• [WHAT IS BEING ASKED]:
Copy the rows below word for word, starting at the very first one and stopping after the line that contains "x=114 y=305".
**** AVAILABLE DATA
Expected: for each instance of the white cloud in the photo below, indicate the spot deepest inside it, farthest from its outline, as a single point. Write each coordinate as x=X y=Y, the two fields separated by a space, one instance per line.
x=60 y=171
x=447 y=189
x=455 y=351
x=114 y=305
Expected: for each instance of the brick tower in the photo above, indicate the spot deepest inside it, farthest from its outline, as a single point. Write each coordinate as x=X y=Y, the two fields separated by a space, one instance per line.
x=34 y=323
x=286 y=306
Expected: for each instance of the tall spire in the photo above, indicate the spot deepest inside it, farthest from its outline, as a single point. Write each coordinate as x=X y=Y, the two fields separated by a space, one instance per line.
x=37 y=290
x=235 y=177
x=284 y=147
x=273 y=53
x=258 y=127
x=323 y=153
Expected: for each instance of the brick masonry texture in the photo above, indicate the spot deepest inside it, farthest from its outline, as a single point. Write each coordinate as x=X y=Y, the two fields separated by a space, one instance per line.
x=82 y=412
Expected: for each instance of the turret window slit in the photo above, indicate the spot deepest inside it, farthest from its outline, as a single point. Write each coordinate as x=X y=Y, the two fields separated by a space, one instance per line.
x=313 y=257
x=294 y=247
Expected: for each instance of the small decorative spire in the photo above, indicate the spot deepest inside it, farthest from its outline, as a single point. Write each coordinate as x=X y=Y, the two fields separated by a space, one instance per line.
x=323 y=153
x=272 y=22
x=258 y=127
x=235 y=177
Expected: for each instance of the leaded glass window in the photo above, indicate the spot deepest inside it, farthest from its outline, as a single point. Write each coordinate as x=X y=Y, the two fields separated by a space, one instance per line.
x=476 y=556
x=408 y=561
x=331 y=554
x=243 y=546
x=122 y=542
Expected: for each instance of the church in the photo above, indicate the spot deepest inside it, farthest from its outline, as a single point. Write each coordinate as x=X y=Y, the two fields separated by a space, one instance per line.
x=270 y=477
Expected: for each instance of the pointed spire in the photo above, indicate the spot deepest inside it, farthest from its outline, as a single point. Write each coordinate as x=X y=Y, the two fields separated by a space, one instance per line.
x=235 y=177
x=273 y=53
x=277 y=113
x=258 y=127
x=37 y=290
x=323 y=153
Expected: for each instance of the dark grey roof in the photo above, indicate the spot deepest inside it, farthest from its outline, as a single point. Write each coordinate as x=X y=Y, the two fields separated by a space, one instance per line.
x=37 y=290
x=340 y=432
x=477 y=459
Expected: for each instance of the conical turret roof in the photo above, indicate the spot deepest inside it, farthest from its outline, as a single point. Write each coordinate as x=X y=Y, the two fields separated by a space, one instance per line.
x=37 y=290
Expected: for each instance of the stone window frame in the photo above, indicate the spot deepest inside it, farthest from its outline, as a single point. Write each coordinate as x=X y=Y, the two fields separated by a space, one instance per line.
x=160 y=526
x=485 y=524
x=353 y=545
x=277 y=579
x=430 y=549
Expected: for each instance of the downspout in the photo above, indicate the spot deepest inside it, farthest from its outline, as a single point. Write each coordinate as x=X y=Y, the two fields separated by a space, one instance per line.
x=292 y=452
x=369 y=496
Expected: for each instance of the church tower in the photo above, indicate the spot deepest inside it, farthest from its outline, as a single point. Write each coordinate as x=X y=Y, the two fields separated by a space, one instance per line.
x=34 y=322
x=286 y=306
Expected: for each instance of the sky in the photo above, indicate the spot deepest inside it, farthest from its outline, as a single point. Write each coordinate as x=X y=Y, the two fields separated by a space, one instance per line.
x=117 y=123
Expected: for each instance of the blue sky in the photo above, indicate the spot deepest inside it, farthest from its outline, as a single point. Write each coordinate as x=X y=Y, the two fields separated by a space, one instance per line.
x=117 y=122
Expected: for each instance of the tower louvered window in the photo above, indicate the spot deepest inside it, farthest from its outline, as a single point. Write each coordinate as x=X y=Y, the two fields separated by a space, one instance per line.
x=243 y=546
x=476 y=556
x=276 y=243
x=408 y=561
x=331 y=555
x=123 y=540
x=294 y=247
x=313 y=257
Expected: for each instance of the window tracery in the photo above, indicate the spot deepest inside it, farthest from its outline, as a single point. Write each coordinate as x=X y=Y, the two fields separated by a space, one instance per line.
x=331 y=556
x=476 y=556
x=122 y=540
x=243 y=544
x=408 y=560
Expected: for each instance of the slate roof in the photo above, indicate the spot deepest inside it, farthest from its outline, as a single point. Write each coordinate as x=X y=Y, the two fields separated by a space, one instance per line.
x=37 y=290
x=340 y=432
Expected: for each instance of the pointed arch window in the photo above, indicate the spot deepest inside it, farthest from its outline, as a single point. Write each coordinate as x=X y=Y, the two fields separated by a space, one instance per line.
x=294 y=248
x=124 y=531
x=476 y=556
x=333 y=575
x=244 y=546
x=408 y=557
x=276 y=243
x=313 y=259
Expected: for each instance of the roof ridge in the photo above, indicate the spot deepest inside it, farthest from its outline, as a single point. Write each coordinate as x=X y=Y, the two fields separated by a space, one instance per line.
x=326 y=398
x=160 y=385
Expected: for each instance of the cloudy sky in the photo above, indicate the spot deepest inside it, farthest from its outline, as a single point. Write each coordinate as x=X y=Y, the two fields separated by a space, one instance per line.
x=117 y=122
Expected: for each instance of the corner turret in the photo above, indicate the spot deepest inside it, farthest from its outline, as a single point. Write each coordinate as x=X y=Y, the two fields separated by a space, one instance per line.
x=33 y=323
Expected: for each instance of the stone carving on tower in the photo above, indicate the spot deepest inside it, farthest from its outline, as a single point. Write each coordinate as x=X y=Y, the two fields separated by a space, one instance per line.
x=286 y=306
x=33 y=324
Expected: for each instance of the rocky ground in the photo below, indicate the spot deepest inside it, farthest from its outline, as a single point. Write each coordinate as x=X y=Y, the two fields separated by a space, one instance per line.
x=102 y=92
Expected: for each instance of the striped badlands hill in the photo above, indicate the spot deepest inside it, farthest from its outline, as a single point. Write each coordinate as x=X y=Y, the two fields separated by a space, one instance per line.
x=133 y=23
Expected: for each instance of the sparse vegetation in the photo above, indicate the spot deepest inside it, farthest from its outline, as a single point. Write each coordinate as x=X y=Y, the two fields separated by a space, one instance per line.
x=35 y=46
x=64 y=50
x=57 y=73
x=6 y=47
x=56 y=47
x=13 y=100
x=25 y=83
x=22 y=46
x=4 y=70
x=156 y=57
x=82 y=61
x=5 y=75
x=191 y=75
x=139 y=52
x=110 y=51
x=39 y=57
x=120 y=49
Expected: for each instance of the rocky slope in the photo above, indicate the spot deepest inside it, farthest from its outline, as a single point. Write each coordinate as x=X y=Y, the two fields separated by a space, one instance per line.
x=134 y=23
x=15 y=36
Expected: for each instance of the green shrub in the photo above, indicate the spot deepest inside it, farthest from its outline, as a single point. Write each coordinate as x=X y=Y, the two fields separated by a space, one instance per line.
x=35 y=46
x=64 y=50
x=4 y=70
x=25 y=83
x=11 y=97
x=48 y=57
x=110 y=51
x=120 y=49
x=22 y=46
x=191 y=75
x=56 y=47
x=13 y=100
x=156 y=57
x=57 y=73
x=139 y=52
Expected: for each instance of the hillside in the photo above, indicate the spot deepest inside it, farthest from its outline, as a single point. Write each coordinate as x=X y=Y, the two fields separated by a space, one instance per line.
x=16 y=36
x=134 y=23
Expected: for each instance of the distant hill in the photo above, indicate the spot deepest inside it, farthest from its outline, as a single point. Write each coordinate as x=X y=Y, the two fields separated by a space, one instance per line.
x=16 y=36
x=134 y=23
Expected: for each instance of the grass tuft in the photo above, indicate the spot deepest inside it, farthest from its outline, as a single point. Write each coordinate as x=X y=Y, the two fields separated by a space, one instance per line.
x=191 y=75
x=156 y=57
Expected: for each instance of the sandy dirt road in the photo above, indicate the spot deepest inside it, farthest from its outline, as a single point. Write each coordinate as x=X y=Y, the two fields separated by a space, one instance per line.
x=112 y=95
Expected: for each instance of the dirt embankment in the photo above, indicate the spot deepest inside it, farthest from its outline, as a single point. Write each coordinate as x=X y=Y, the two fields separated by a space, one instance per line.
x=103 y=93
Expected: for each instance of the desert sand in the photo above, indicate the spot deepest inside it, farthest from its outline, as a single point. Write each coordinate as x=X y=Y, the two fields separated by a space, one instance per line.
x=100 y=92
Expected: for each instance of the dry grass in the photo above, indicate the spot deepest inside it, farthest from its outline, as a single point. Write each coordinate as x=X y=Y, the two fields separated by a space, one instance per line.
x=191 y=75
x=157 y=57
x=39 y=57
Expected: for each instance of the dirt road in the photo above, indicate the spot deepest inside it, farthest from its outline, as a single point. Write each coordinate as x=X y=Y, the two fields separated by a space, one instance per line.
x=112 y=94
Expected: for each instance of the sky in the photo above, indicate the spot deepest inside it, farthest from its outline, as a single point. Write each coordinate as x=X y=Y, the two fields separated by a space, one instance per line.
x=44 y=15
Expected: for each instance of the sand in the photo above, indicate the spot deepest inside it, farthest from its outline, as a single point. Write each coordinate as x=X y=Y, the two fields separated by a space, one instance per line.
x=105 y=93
********
• [COMPLETED TASK]:
Expected: for each instance of the white cloud in the photo below, indicate the spot deepest inside it, farthest from its outline, as a single point. Write each coordinate as x=X y=Y, the two fields separated by a space, one instance per line.
x=60 y=171
x=447 y=189
x=455 y=351
x=114 y=305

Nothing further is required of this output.